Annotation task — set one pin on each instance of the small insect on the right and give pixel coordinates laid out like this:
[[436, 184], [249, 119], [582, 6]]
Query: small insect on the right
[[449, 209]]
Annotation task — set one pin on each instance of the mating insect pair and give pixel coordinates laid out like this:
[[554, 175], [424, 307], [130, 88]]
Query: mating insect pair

************

◆ **REQUIRED WORK**
Every record above belongs in the answer, reproduced exactly.

◆ **ANSWER AREA**
Annotation task — set one pin on each instance of the small insect on the right and give pixel coordinates laid out like this:
[[436, 184], [249, 119], [582, 6]]
Query: small insect on the right
[[449, 209]]
Annotation task — set one pin on each instance of the mating insect pair and give pixel coordinates laid out like this:
[[554, 175], [424, 307], [130, 88]]
Query: mating insect pair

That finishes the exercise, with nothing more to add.